• EXCERPTED TEXT:

As for trash, the only thing of note was the remains of a wooden dingy we found and photographed from various angles. Not sure why it impressed me so, but I rather liked it.
As for our troubles, we had a bit within sight of the take out, or at least the bridge over the Flint at Little Cove Road. We got caught up in a snarl that didn’t look bad, but turned out to be. The problem was our inability to swing the canoe around the log, and instead getting astride it. Normally that isn’t a big issue, but this time the current was too strong and we were quickly swamped. Now my canoe floats fine full of water, but not with two men in it. So we bailed out, and Jim stood up in less than a foot of water.
I wasn’t so lucky. I was in a deep hole and went quickly downstream. Both Jim and I had the foresight to grab the bow and stern ropes respectively, so I didn’t go far. As soon as I reached the end of the rope, I managed to get to shallower water and stand up. Unfortunately it was also fast moving water. Jim and I stood there a minute trying to decide our next move and WHAP! a log clipped me and I went with the current again.

• SUPPLIED INFORMATION:
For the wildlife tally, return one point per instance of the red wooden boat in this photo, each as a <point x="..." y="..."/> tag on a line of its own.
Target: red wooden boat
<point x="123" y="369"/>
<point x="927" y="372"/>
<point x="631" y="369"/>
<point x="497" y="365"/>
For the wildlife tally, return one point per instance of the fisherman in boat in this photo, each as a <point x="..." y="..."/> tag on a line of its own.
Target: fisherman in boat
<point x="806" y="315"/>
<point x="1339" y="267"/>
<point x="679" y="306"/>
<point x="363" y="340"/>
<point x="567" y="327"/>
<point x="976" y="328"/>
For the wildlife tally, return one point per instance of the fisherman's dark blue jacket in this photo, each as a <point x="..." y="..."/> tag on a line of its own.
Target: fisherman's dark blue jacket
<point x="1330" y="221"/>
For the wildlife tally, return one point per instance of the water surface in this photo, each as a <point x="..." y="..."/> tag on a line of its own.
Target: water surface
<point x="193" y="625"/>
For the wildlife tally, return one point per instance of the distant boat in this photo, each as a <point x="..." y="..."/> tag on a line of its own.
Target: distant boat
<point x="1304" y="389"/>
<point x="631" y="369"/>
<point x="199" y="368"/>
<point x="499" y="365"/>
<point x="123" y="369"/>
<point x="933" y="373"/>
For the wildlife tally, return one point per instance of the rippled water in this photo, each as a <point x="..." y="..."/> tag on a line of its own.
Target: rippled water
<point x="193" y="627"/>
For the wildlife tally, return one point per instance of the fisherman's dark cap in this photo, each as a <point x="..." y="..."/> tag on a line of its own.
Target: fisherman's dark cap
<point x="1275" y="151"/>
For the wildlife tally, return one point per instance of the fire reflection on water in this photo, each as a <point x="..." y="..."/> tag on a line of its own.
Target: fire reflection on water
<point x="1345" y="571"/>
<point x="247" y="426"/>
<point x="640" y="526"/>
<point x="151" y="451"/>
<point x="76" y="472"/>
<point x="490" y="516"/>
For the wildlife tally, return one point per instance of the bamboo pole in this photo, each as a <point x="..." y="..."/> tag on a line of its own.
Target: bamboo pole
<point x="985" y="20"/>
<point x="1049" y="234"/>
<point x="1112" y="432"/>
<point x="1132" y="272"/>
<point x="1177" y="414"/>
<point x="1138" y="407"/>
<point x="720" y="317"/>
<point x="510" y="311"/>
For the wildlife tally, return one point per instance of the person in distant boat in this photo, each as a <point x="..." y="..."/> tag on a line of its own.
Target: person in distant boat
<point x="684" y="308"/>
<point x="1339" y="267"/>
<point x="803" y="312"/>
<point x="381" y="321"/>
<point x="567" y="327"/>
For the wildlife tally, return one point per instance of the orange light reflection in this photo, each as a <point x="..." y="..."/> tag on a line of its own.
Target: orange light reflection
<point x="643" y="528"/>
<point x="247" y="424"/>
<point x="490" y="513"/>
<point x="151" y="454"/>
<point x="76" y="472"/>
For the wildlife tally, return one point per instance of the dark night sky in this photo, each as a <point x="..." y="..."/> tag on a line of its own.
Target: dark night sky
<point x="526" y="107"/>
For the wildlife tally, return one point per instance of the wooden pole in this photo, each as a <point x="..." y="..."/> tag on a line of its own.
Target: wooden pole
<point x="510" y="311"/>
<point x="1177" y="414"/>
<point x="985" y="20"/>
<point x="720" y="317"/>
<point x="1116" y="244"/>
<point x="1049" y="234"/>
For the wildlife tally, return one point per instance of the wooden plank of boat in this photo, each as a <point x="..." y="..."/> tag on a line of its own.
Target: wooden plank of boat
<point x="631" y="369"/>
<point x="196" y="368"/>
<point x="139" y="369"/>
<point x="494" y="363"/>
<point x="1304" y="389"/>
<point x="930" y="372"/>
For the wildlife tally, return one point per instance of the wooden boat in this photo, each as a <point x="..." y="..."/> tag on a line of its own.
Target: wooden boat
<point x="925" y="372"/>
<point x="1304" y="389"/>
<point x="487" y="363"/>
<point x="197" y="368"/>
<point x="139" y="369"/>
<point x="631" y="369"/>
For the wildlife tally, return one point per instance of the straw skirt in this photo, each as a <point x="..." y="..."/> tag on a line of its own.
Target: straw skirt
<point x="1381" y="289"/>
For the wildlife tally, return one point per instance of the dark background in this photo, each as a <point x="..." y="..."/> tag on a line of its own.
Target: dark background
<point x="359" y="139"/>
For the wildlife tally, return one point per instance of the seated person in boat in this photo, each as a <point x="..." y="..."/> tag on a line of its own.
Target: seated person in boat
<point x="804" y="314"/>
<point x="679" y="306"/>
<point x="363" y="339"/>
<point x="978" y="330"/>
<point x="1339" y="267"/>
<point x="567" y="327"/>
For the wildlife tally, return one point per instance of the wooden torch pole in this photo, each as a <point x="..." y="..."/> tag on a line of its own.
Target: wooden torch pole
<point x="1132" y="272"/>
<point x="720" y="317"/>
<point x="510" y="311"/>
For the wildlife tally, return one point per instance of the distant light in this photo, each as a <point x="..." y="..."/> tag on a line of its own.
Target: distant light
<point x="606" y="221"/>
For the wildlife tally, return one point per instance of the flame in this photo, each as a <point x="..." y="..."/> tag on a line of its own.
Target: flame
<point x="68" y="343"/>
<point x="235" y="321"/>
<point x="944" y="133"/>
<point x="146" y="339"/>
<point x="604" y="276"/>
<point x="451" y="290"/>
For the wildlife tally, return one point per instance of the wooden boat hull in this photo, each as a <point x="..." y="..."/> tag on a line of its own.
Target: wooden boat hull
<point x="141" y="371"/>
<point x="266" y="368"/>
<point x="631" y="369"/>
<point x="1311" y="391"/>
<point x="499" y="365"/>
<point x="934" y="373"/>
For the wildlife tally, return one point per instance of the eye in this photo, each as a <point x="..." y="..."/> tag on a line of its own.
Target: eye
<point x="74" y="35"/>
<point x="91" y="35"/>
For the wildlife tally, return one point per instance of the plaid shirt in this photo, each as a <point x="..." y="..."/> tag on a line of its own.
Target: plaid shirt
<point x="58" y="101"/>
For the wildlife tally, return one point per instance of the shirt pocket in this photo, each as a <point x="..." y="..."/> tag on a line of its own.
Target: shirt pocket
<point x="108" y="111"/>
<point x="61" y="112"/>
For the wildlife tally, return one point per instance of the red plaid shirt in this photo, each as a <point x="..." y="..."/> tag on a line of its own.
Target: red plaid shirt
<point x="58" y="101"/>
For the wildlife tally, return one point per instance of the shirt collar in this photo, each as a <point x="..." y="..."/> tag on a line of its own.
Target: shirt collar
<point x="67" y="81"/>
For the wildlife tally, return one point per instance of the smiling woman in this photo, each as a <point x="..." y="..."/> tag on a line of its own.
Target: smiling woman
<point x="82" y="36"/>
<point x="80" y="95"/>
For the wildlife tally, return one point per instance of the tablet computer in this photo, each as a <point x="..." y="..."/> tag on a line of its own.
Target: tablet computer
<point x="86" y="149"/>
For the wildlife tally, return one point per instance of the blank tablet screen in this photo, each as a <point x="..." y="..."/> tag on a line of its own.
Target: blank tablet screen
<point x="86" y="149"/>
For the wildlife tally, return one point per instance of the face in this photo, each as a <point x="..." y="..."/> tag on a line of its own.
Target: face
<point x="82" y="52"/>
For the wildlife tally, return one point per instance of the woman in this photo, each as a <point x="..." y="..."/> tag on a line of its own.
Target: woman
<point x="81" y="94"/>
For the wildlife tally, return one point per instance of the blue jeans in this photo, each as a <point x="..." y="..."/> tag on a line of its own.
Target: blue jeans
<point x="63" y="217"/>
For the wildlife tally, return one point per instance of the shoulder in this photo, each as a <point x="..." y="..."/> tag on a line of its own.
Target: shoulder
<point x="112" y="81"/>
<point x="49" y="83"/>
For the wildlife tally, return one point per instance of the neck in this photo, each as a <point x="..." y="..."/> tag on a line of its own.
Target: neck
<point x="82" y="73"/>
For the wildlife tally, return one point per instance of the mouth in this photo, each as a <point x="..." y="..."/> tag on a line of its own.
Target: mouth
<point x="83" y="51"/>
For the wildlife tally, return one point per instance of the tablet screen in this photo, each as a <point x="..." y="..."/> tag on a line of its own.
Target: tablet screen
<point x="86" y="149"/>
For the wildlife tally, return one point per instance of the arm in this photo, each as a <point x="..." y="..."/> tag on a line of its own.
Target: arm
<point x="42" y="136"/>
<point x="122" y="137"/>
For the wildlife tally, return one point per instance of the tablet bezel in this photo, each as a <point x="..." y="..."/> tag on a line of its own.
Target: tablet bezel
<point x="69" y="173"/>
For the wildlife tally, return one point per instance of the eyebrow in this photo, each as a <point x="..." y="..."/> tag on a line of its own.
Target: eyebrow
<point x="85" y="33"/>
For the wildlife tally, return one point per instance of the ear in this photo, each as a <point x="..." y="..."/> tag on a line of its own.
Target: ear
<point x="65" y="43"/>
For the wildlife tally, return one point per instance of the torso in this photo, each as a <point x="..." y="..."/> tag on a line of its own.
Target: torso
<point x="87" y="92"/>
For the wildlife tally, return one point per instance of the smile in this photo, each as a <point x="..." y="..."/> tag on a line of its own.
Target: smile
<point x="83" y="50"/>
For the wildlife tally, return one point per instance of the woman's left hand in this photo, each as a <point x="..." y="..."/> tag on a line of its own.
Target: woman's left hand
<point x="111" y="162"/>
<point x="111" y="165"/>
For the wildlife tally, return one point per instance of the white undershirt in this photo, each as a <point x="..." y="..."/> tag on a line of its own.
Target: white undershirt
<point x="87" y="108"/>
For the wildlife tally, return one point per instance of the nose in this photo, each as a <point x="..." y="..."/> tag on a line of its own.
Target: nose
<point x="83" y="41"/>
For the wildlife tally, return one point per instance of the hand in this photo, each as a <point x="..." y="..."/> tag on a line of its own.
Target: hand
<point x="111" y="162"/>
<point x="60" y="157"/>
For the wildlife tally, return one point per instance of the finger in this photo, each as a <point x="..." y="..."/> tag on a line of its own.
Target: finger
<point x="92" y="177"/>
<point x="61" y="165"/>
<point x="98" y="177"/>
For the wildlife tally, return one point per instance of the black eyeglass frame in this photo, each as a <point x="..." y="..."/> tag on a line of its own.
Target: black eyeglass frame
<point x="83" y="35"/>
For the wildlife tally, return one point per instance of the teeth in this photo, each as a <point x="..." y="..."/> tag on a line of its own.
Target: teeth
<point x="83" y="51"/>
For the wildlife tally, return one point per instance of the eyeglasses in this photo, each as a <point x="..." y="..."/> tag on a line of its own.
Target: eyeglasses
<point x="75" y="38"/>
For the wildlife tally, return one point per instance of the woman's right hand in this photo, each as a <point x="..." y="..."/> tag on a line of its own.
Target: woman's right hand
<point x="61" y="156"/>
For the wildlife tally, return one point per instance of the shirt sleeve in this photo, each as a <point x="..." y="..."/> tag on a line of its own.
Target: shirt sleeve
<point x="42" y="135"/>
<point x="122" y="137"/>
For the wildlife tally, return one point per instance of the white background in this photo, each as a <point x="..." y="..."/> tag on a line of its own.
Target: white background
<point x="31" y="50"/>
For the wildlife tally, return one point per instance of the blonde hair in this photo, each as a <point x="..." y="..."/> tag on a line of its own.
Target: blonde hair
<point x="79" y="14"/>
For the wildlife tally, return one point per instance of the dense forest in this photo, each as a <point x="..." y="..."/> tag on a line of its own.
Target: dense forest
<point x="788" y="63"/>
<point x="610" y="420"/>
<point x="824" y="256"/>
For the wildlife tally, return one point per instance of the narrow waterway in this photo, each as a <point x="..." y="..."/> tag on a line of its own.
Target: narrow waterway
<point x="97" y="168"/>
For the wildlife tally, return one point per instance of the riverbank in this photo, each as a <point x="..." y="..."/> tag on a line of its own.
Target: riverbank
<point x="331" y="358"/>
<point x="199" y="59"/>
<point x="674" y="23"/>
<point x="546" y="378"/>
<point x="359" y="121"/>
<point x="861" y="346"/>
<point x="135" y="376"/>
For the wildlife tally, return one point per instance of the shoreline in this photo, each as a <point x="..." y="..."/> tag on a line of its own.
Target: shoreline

• REQUIREMENTS: In the canoe trip account, how deep was the water where Jim stood up after the two men bailed out?

• RIGHT ANSWER: Less than a foot.